Data records:
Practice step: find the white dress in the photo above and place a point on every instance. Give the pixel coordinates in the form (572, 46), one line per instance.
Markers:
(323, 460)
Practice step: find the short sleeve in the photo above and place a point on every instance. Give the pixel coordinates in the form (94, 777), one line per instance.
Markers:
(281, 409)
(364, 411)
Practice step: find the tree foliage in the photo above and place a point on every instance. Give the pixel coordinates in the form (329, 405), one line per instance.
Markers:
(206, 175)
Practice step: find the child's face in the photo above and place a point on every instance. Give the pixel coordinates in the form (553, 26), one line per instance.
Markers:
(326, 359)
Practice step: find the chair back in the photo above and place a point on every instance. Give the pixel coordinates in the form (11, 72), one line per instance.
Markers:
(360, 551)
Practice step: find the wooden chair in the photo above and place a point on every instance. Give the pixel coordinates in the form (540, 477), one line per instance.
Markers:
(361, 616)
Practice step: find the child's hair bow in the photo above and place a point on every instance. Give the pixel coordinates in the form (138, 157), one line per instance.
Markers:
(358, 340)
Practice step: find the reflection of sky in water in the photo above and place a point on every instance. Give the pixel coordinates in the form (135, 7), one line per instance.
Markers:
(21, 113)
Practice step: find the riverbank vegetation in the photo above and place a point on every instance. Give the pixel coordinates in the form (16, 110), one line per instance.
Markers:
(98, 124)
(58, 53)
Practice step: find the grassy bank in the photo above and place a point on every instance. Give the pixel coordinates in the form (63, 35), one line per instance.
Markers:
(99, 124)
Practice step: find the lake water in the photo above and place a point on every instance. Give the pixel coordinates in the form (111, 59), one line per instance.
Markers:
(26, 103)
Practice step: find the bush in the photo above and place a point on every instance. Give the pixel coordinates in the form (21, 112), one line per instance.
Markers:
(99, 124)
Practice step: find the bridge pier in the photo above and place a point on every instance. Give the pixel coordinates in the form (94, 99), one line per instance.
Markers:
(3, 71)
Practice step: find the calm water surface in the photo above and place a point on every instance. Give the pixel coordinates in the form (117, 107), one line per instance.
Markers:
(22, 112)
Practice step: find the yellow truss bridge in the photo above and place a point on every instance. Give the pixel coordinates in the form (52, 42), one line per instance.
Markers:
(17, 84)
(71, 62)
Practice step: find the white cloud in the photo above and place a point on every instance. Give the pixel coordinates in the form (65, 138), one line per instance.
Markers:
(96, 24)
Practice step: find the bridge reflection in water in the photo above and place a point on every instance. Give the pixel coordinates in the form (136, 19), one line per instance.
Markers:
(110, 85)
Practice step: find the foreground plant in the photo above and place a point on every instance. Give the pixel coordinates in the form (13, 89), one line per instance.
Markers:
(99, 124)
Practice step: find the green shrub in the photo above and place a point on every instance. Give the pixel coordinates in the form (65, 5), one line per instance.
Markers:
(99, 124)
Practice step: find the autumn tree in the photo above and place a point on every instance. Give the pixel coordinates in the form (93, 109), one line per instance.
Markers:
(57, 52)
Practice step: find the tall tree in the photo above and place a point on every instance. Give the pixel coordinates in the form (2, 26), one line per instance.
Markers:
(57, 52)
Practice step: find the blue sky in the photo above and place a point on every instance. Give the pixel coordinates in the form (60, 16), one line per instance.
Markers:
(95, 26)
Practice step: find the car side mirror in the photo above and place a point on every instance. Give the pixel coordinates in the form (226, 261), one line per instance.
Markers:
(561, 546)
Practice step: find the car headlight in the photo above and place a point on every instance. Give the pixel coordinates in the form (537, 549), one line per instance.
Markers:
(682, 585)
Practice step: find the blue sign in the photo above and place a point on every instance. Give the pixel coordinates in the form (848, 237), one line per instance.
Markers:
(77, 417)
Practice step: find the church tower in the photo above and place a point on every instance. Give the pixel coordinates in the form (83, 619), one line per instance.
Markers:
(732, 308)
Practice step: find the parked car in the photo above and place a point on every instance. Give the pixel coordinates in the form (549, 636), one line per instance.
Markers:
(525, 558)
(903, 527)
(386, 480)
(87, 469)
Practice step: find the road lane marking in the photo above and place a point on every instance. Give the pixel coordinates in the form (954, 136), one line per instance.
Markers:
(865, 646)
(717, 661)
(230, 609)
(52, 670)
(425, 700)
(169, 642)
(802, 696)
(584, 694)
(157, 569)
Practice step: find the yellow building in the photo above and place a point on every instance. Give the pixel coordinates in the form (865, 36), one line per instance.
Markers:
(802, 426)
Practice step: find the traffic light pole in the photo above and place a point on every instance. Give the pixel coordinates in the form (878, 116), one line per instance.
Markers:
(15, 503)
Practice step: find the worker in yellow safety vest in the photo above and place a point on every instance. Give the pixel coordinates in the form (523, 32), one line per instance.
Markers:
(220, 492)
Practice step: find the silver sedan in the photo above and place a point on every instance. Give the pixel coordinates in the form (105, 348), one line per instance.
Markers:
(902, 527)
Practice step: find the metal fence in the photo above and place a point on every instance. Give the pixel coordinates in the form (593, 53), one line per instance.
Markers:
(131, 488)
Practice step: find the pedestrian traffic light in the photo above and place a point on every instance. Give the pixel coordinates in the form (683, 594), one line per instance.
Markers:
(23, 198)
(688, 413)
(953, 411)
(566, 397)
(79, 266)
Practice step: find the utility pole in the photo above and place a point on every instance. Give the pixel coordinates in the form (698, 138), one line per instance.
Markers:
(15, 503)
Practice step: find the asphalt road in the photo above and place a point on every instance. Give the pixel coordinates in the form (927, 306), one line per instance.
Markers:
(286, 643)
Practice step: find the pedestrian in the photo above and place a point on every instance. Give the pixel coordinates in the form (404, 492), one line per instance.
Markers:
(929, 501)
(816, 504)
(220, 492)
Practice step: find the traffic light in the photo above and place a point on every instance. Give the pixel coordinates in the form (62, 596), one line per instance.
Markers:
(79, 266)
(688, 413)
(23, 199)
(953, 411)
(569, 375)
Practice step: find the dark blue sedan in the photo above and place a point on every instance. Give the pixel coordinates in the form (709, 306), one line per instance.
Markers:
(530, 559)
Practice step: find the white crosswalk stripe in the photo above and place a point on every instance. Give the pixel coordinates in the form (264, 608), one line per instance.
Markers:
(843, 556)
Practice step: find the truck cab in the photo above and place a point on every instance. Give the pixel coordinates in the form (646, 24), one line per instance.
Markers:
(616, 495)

Short exercise: Each line of the listing should be echoed back exactly.

Response:
Practice step: find the white dress in the photo above and place a point on every instance. Give the pixel coordinates in the form (572, 46), one line per instance.
Markers:
(323, 460)
Practice step: find the short sleeve in the photo above and place a point on every instance. Give the pixel coordinates in the form (94, 777), one line per instance.
Markers:
(281, 409)
(364, 411)
Practice step: find the tree foliage in the photo above and place a point on every instance. Give the pixel coordinates in the form (329, 405), one line per instance.
Markers:
(206, 175)
Practice step: find the child's face in the photo above and place a point on every instance. Give the pixel coordinates in the form (553, 26), one line per instance.
Markers:
(326, 359)
Practice step: find the chair back in the photo above and place a point on every instance. Give the pixel coordinates in the form (11, 72), one line per instance.
Markers:
(360, 551)
Practice step: find the wooden chair in the photo above and place a point on every instance. Give the pixel coordinates in the form (540, 477), one line per instance.
Markers:
(361, 616)
Practice step: find the child's hair bow in the photo above and place a point on every instance. Give the pixel coordinates in the form (138, 157), one line per instance.
Markers:
(358, 340)
Practice step: find the reflection of sky in water in the photo above and place a point on every instance. Give the pixel coordinates in the form (135, 7), one line per instance.
Markers:
(21, 113)
Practice step: find the riverbank vegetation in the photo above and place a point on every instance. Give the pixel coordinates in the form (16, 110), one line per instance.
Markers:
(98, 124)
(58, 53)
Practice step: find the grassy bank in the photo above and place a point on every instance. Give the pixel coordinates in the form (63, 35), one line per instance.
Markers:
(99, 124)
Practice step: find the lake water in the photo above and place a point on every instance. Give the pixel coordinates in the form (111, 59), one line per instance.
Markers:
(26, 103)
Practice step: find the bush in the photo above and place a point on every instance. Give the pixel coordinates in the form (21, 112), one line per instance.
Markers:
(99, 124)
Practice step: find the bridge pier in the photo above and place a point on every instance. Give the pixel coordinates in the form (94, 99), one line per instance.
Markers:
(3, 71)
Practice step: find the calm water surface in the photo above and place a point on every instance. Give the pixel coordinates in the form (117, 107), one line per instance.
Markers:
(22, 112)
Practice step: find the yellow truss bridge in the photo above and place a point on every instance. Give the pixel coordinates in the form (52, 42), one line per instance.
Markers:
(17, 84)
(71, 62)
Practice step: find the white cloud in the photo above and place a point on every instance. Give the pixel coordinates in the form (65, 138), one line per instance.
Markers:
(96, 24)
Practice step: find the bridge reflection in water in the photo above and place a point on every instance. Give the pixel coordinates in the form (136, 19), one line per instance.
Markers:
(110, 85)
Practice step: find the foreground plant in the photo above and place a point on every instance. Give the pixel coordinates in the form (13, 89), one line per instance.
Markers:
(99, 124)
Practice step: find the green shrub in the photo above and place a point on every instance. Give the pixel coordinates in the form (65, 5), one line per instance.
Markers:
(99, 124)
Practice step: find the autumn tree in the photo above and place a point on every instance. Give the pixel coordinates in the form (93, 109), one line per instance.
Markers:
(57, 52)
Practice step: find the tall tree in the photo above and place a point on every instance. Give the pixel coordinates in the form (2, 26), one line per instance.
Markers:
(57, 52)
Practice step: find the blue sky in the photo above and place a point on every instance. Give the pixel coordinates in the form (60, 16), one line per instance.
Markers:
(95, 26)
Practice step: find the car side mirror in the photo above and place a point on every instance. Give the pixel coordinates in the form (226, 261), one line per instance.
Markers:
(561, 546)
Practice step: find the car headlight in the photo above and place a point on every instance. Give the pixel coordinates in the form (537, 549), one line per instance.
Markers:
(682, 585)
Practice step: find the blue sign in the photo above and place a point on every instance. Give the pixel coordinates in the form (848, 237), one line per instance.
Markers:
(77, 417)
Practice step: find the church tower in the photo above and place a point on every instance. Give the pixel coordinates in the form (83, 619), one line per instance.
Markers:
(732, 308)
Practice step: find the parked car in the photo above and place a point on every instance. Give the pixel coordinates in the form (549, 636), one line per instance.
Markers:
(525, 558)
(903, 527)
(386, 480)
(87, 469)
Practice step: find the road lane marking in the photo above and place a point on every instance. Give the pixel coordinates in the form (954, 136), one line per instance.
Markers:
(865, 646)
(717, 661)
(230, 609)
(52, 670)
(425, 700)
(169, 642)
(802, 696)
(584, 694)
(157, 569)
Practice step: find the yellow building in the photo above and place a point on every instance. Give the pixel coordinates in the form (865, 36), one line per instance.
Markers:
(802, 426)
Practice step: find the traffic light pole in the photo above and place a point on every instance. Give the pixel coordinates in the form (878, 116), one line per instance.
Markers:
(15, 503)
Practice step: find the worker in yellow safety vest in the photo above and place a point on every instance. Give the pixel coordinates in the form (523, 32), one line per instance.
Markers:
(220, 492)
Practice step: find the silver sedan in the photo above and place a point on every instance. Give the pixel coordinates in the form (105, 348), one line per instance.
Markers:
(902, 527)
Practice step: find the metal fence in the photo above and place a point on every instance. Give the pixel coordinates in the form (593, 53), one line per instance.
Markers:
(131, 488)
Practice step: find the pedestrian traffic light in the photo above and place a point on every instance. Give the pixel coordinates in the form (683, 594), one line per instance.
Markers:
(23, 198)
(688, 413)
(953, 411)
(566, 397)
(79, 266)
Practice step: find the utility pole in the photo above and place a point on every instance. Give the pixel coordinates in the form (698, 138), one line per instance.
Markers:
(15, 503)
Practice step: find the asphalt road in the photo above and place a point on every instance. Give the pixel coordinates in the form (927, 306), one line per instance.
Markers:
(286, 643)
Practice step: find the pedestrian in the photo above and place a point on every instance. Give the pixel coordinates in the form (404, 492), one line per instance.
Markers:
(929, 501)
(816, 504)
(220, 492)
Practice step: find the traffic light in the photo above and place a point on every instance. Give the pixel coordinates in the form (62, 596), one line per instance.
Markers:
(79, 266)
(688, 413)
(23, 199)
(953, 411)
(569, 375)
Practice step: find the dark blue sedan in the photo above and place a point on every instance. Give the pixel coordinates in the form (709, 306), one line per instance.
Markers:
(530, 559)
Practice step: find the white crosswalk stripe in the photo above and place a point on every instance. Give the pixel coordinates in the form (264, 608), one line per instance.
Markers:
(843, 556)
Practice step: find the truck cab in the photo above and place a point on every instance. Give the pixel coordinates in the form (646, 24), one line per instance.
Markers:
(616, 495)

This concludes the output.